In the lines below, copy word for word everything starting at the line that contains "point_to MUST return one point per instance of the gray" and ending with the last line, both included.

**Supplied records:**
---

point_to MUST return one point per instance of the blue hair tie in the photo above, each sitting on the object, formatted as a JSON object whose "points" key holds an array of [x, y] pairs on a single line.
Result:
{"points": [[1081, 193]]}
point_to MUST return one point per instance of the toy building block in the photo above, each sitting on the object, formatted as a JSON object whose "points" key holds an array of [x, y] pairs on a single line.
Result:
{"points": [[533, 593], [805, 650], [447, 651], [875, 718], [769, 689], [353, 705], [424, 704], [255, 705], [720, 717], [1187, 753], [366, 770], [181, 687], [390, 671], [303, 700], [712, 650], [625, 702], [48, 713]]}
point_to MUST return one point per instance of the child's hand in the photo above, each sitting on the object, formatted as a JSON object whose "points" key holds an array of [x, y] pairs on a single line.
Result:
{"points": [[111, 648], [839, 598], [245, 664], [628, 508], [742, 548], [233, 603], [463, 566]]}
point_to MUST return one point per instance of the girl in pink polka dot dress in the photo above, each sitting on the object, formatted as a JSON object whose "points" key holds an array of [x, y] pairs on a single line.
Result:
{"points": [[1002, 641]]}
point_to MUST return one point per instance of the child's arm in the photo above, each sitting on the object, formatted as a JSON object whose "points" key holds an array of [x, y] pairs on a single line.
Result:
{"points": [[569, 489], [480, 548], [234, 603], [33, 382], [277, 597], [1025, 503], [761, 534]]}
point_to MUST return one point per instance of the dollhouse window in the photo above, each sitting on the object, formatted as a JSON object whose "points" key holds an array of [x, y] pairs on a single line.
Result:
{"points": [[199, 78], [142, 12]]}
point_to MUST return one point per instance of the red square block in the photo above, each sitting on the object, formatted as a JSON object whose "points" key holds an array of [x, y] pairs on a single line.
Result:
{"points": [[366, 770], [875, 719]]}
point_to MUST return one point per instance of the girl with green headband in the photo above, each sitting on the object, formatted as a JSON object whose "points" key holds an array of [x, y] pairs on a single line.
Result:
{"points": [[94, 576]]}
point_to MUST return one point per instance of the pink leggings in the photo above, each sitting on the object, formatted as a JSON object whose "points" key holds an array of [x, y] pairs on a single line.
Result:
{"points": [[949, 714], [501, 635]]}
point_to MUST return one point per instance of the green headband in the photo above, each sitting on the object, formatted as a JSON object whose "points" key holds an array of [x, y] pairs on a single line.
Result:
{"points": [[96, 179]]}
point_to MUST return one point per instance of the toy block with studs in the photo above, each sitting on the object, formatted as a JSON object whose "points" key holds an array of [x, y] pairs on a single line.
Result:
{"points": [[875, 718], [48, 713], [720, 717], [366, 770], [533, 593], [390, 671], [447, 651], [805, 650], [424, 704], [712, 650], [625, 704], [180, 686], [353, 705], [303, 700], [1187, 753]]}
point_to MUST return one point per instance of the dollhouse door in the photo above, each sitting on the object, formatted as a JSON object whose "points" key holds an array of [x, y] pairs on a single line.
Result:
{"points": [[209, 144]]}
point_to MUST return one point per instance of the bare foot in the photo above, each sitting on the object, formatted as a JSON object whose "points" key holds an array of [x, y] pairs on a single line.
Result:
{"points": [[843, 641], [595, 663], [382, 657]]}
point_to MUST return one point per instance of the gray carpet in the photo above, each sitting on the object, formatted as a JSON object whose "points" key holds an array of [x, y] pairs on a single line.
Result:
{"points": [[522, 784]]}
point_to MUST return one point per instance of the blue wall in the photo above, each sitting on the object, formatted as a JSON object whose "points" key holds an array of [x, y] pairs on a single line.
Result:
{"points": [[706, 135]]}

---

**Result of this exercise:**
point_to MUST return one point per instance of the gray carpet in the photo above, each sitting on the object, formatted as a JSON object whose "points" key holds an array of [x, y] pairs on a single line.
Result:
{"points": [[522, 784]]}
point_to MUST return one point per instance of the blue wall in the photo above, each sitting on the object, formatted as a JSON object whose "points" key holds an array of [x, y] pairs on a single line.
Result:
{"points": [[706, 135]]}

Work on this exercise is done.